======== INFORMATION SUPPLIED

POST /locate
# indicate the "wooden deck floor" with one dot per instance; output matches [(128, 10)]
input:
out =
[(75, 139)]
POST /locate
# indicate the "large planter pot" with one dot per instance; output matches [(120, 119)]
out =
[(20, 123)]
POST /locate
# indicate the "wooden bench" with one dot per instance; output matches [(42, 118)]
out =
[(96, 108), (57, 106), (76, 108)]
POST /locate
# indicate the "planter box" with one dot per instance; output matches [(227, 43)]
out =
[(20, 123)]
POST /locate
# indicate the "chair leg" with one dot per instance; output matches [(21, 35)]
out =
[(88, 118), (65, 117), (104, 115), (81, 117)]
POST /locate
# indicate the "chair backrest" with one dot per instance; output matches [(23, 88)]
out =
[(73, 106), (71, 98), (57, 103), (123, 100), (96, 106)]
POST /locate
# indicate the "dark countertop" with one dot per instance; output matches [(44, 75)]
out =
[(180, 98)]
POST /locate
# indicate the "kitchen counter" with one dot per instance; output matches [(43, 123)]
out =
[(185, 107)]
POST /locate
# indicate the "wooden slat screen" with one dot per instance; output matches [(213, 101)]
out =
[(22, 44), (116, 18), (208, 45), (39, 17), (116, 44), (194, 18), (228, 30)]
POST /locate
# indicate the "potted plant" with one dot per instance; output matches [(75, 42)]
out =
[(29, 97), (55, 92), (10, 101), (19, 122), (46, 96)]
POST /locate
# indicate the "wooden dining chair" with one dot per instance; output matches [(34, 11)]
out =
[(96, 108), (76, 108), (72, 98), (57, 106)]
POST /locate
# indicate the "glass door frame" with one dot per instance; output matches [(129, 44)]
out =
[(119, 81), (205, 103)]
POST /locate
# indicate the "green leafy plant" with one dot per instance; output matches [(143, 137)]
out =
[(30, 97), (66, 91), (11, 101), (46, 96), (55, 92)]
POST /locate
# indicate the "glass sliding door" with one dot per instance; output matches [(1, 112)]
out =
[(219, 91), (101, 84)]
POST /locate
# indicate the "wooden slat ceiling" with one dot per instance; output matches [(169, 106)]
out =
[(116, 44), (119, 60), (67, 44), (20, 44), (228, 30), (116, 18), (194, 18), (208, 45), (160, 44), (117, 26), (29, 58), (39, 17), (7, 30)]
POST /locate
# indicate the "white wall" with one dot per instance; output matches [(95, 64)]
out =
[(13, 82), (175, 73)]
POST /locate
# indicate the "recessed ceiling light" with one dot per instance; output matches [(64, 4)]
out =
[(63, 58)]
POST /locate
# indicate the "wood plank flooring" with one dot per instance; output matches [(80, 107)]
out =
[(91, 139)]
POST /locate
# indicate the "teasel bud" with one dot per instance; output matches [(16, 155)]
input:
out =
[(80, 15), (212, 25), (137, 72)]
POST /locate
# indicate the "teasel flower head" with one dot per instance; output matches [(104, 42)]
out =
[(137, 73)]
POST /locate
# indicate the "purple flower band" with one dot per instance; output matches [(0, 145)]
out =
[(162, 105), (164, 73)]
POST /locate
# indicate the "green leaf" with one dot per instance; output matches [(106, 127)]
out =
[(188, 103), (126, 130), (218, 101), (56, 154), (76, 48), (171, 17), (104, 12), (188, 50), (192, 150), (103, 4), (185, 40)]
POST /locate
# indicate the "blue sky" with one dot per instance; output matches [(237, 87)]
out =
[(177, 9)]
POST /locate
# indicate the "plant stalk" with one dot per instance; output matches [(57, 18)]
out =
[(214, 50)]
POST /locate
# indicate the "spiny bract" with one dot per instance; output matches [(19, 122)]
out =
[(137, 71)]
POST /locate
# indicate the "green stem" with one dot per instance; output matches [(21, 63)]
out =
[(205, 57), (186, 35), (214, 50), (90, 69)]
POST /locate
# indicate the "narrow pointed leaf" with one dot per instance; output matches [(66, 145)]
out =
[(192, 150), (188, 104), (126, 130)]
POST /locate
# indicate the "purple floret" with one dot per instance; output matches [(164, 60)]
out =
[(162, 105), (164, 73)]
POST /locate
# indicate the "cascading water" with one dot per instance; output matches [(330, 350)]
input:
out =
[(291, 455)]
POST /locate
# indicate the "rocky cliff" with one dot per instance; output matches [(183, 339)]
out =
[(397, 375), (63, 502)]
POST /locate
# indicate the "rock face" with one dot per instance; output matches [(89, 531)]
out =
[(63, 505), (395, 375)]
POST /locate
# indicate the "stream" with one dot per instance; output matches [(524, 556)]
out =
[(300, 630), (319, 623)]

================

> SHORT TASK
Convert the data, from its first line down to the line containing "[(96, 108), (76, 108), (72, 98), (57, 106)]", into a Markdown table with the columns Row and Line. Put a row number in Row and the text of each line in Line, and leave out any blank lines.

> RESPONSE
| Row | Line |
|---|---|
| 1 | POST /locate |
| 2 | # indicate the "wooden deck floor" with one dot per instance; output matches [(128, 10)] |
| 3 | input: |
| 4 | out = |
| 5 | [(75, 139)] |
| 6 | POST /locate |
| 7 | # indicate the "large planter pot" with one dot per instance; output matches [(120, 119)] |
| 8 | out = |
| 9 | [(20, 123)] |
| 10 | POST /locate |
| 11 | # indicate the "wooden bench" with one dot per instance; output matches [(42, 118)] |
| 12 | out = |
| 13 | [(96, 108), (57, 106), (76, 108)] |
| 14 | POST /locate |
| 15 | # indicate the "planter box" with one dot per instance; output matches [(227, 43)] |
| 16 | out = |
| 17 | [(20, 123)] |
| 18 | POST /locate |
| 19 | # indicate the "chair leg" with one dot per instance; output matches [(21, 35)] |
| 20 | out = |
| 21 | [(88, 118), (65, 117), (104, 115), (81, 117)] |
| 22 | POST /locate |
| 23 | # indicate the "chair backrest" with one dot per instance; output matches [(23, 88)] |
| 24 | out = |
| 25 | [(73, 106), (71, 98), (57, 103), (123, 100), (96, 106)] |
| 26 | POST /locate |
| 27 | # indicate the "dark countertop" with one dot per instance; output matches [(44, 75)] |
| 28 | out = |
| 29 | [(180, 98)] |
| 30 | POST /locate |
| 31 | # indicate the "kitchen counter" with one dot per instance; output matches [(43, 123)] |
| 32 | out = |
| 33 | [(185, 107)] |
| 34 | POST /locate |
| 35 | # indicate the "wooden slat screen" with one dot per instance; output matches [(213, 101)] |
| 36 | out = |
| 37 | [(22, 44), (116, 18), (208, 45), (39, 17), (116, 44), (194, 18), (228, 30)] |
| 38 | POST /locate |
| 39 | # indicate the "potted plant" with one dot per instance; output matches [(75, 42)] |
| 40 | out = |
| 41 | [(29, 97), (55, 92), (10, 101), (19, 122), (46, 96)] |
| 42 | POST /locate |
| 43 | # indicate the "wooden dining chair" with one dot per instance; output matches [(34, 11)] |
| 44 | out = |
| 45 | [(96, 108), (76, 108), (72, 98), (57, 106)] |